** Extract provided **
Sorry for your loss...  ((((((HUGS))))))


----------



## Ruthanne (Jul 27, 2020)

I'm sorry you lost your beloved cat.


----------



## fmdog44 (Jul 27, 2020)

What is the procedure for the owners after their pet dies?


----------



## JustBonee (Jul 27, 2020)

applecruncher said:


> The Rainbow Bridge has welcomed Bella.  ❤



Yes   ... they come into our lives for a little while .... but live in our hearts forever.


----------



## Keesha (Jul 27, 2020)

So sorry for your loss applecruncher. I know how much you love her.


----------



## J-Kat (Aug 1, 2020)

Big hugs to you.  Such a difficult time.


----------



## applecruncher (Aug 4, 2020)

Yesterday morning was sad. Trash pick up day. Bella loved to run to the window sill and watch the big yellow truck empty the bins at the curb.


----------



## OneEyedDiva (Aug 4, 2020)

I'm just seeing this Applecruncher. I'm so sorry for your loss! I still think about our Audra and she's been gone for over 20 years.


----------



## Kaila (Aug 4, 2020)

Oh gosh, this is the first moment I have seen this thread.  I'm sorry I missed it, before this.

I am so sorry, for your loss.  I understand how much you must miss Bella.
A special comforting friend like her, leaves a big empty space.


----------



## Treacle (Aug 4, 2020)

** Task goal **
Please say whether each statement agrees with the forum thread about Bella, answering yes or no and quoting the thread's deciding words: (a) Bella liked to watch the garbage truck from the window sill; (b) OneEyedDiva's Audra has been gone for less than ten years; (c) Kaila saw the thread as soon as it was posted.

** Records shown **
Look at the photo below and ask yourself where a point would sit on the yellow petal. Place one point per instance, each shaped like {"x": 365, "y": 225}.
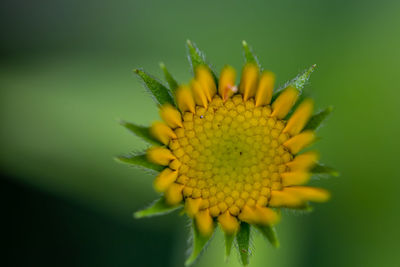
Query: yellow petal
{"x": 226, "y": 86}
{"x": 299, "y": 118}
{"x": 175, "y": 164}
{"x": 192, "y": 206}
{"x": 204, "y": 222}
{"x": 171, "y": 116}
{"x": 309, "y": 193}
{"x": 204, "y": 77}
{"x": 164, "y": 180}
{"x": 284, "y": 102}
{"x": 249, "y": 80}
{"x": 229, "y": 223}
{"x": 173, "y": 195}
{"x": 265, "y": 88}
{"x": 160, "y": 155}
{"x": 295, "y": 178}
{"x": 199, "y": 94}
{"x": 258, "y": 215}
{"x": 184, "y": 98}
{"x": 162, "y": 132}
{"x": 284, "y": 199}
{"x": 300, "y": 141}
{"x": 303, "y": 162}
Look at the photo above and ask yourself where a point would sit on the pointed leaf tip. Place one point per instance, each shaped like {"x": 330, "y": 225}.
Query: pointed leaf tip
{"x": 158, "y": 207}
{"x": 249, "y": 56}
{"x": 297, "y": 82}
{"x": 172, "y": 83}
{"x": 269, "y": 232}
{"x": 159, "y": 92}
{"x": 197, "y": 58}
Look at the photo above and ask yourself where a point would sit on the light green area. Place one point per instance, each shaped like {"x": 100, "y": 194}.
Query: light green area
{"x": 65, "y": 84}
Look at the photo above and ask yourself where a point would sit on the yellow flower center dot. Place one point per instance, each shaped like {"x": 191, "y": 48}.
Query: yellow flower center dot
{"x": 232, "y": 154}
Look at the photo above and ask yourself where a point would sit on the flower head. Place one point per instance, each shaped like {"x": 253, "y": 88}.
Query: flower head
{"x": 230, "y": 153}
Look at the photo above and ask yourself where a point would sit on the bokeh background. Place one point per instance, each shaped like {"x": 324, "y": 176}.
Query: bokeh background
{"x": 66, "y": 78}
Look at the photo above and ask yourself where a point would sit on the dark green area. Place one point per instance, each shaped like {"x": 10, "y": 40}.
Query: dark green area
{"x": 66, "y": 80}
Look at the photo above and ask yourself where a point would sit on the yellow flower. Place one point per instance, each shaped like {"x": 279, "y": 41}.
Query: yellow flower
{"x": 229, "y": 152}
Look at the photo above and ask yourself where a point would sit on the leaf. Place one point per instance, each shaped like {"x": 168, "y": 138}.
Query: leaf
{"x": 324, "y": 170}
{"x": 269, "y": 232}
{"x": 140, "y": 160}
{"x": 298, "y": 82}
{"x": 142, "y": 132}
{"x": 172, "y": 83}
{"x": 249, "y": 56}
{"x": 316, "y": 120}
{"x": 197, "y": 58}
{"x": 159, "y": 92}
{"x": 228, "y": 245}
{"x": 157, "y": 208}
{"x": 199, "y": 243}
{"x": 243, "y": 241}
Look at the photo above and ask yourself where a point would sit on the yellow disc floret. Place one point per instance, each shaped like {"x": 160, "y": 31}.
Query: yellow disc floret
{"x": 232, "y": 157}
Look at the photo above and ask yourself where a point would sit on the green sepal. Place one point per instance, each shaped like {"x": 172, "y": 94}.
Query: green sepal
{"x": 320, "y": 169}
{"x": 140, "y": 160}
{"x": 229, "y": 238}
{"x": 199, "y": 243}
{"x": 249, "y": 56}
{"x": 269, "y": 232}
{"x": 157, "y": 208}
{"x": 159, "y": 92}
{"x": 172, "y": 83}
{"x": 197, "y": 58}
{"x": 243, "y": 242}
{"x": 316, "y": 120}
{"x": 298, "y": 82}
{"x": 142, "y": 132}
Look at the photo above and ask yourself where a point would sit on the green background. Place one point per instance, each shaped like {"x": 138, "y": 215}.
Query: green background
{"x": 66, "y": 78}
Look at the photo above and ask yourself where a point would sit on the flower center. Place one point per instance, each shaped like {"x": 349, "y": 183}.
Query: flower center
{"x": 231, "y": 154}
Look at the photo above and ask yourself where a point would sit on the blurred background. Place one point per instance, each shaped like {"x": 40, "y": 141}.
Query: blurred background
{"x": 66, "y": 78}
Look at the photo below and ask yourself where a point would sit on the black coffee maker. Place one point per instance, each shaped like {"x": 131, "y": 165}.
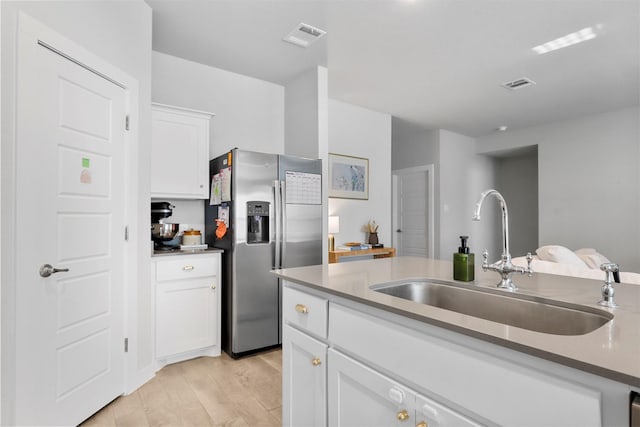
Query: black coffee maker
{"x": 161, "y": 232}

** Result of the exercise **
(a) Yes: "Bella loved to run to the window sill and watch the big yellow truck empty the bins at the curb."
(b) No: "she's been gone for over 20 years."
(c) No: "this is the first moment I have seen this thread. I'm sorry I missed it, before this."